Every line from the beginning of the records below up to the one holding "find | snow covered slope" should be quoted exactly; leave out the rest.

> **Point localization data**
================================

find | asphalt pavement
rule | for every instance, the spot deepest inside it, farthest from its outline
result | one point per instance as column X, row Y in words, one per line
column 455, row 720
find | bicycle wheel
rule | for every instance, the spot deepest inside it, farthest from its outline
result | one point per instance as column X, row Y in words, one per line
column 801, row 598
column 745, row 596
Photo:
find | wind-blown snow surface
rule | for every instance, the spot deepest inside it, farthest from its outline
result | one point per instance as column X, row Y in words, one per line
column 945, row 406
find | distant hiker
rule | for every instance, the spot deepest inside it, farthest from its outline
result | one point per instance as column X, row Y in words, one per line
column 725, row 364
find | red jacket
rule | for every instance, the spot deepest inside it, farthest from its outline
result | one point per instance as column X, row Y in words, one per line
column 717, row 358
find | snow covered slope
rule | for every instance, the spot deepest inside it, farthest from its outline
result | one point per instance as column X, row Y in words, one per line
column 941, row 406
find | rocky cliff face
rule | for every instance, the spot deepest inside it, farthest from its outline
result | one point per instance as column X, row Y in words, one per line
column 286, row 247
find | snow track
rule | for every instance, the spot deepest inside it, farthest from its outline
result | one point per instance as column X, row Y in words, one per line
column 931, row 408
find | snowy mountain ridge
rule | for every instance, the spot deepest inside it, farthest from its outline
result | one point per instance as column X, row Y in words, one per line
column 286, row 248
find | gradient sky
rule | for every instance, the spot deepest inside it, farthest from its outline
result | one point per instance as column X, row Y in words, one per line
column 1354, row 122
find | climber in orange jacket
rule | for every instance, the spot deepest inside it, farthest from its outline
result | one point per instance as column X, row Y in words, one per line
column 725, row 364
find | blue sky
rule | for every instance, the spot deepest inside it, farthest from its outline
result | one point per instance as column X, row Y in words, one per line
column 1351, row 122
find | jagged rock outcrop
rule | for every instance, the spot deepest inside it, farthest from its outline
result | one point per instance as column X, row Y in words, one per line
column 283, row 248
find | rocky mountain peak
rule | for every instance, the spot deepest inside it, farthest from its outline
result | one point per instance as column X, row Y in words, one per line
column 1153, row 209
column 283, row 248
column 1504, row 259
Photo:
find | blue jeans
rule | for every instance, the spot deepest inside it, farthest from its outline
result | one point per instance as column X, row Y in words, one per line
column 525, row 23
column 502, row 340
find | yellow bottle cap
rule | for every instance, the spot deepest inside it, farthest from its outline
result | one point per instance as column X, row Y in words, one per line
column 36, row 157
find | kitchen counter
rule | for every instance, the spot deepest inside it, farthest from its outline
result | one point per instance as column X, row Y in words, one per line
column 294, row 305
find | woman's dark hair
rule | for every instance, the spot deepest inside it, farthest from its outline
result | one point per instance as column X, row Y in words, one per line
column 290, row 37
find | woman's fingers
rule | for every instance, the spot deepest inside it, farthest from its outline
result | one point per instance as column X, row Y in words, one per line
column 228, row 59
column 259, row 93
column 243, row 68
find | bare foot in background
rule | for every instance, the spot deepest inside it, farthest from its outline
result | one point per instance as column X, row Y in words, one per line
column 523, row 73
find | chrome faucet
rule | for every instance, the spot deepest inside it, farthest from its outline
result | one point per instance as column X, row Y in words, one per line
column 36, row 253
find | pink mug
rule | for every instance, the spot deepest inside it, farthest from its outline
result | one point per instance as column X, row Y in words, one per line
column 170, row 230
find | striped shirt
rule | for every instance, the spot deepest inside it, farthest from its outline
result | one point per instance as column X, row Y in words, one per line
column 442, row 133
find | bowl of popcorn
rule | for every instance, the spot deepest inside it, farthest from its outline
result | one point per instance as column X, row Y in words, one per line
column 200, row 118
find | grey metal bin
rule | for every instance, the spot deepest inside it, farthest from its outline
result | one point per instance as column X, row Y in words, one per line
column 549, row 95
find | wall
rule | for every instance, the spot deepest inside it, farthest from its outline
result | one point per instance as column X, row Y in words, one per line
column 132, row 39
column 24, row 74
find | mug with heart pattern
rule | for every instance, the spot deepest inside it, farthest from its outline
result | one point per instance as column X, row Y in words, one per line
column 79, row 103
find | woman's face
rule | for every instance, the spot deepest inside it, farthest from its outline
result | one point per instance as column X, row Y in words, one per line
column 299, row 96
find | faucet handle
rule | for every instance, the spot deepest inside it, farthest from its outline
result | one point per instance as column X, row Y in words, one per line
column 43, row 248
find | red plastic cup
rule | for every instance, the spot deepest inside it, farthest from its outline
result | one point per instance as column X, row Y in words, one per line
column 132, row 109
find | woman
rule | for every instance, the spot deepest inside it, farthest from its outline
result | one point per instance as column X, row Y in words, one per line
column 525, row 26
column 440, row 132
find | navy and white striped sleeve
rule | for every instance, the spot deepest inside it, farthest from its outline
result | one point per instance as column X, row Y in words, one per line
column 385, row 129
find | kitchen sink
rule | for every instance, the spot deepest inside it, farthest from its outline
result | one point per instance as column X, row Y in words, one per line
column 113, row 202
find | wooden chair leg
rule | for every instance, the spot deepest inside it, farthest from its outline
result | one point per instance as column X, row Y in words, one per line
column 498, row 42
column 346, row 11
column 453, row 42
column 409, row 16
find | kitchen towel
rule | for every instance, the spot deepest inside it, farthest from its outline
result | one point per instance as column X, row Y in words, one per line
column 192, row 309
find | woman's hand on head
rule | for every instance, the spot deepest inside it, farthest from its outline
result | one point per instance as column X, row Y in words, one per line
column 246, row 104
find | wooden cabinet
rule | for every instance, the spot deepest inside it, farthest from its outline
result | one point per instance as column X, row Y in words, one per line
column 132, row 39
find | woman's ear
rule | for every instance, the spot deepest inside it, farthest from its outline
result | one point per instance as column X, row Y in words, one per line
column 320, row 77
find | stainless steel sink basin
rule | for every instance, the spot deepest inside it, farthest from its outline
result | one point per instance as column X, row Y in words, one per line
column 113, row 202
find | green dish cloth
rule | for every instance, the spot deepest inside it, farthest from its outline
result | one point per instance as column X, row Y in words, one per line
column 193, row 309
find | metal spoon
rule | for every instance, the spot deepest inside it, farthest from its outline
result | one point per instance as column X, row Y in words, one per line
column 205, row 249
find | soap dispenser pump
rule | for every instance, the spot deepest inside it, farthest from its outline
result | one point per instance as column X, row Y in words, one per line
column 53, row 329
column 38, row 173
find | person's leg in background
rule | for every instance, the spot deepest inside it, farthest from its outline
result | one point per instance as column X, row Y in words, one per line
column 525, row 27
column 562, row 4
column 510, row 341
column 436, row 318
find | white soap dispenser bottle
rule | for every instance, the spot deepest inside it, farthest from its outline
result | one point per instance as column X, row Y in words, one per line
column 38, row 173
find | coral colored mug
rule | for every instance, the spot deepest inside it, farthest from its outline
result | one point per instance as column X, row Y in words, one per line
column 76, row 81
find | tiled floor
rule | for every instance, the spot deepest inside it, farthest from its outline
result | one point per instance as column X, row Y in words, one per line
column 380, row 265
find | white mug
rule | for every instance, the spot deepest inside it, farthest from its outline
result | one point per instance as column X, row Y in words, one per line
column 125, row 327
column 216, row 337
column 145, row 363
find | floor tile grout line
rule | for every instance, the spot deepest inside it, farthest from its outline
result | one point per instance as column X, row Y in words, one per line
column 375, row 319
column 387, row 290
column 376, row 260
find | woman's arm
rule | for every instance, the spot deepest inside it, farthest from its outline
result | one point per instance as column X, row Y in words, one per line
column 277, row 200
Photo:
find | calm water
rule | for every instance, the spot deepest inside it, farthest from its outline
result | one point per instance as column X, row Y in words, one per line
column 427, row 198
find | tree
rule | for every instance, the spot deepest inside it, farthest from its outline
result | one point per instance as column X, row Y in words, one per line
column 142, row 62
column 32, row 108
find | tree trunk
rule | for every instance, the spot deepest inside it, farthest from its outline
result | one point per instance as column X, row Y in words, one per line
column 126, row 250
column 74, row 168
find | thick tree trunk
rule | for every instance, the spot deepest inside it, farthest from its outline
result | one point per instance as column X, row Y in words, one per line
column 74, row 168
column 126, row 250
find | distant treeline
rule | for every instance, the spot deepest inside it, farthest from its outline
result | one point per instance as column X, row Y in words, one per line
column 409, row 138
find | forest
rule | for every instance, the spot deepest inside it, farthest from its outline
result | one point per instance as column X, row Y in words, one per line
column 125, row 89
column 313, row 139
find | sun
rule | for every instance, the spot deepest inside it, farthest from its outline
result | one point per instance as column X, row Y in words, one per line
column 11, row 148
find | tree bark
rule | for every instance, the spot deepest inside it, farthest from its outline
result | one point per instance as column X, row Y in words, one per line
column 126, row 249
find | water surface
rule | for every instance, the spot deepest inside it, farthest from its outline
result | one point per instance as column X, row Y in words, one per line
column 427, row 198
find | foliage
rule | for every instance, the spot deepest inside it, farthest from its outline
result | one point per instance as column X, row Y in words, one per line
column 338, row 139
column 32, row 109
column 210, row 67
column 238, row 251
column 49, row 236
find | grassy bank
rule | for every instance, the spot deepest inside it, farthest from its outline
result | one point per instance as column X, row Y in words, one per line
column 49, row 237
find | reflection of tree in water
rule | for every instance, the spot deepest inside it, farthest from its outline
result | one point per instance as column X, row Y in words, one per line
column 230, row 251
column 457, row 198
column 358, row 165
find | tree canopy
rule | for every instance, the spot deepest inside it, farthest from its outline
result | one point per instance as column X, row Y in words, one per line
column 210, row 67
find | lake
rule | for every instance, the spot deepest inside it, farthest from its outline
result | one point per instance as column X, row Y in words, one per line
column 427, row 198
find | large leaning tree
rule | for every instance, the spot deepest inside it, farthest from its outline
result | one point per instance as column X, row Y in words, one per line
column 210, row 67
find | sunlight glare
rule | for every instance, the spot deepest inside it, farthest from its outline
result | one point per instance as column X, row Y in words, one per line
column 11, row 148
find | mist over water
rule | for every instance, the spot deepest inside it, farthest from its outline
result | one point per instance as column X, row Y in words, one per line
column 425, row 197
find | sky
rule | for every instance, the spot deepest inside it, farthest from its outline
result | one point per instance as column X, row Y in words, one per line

================================

> **THE ANSWER**
find | asphalt pavement
rule | for every instance, the spot deepest inside it, farthest from its outline
result | one point per instance as column X, row Y in words, one per line
column 455, row 720
find | bicycle wheel
rule | for every instance, the spot deepest inside it, farthest from its outline
result | one point per instance as column X, row Y in words, one per line
column 801, row 598
column 745, row 596
Photo:
find | wind-blown snow surface
rule | for every instance, the spot deepest inside it, farthest from its outline
result | one point per instance as column X, row Y in words, one per line
column 945, row 406
find | distant hiker
rule | for every instance, the spot deepest inside it, farthest from its outline
result | one point per instance as column X, row Y in words, one per line
column 725, row 364
find | red jacket
rule | for every instance, the spot deepest inside it, farthest from its outline
result | one point per instance as column X, row Y in words, one per line
column 717, row 358
find | snow covered slope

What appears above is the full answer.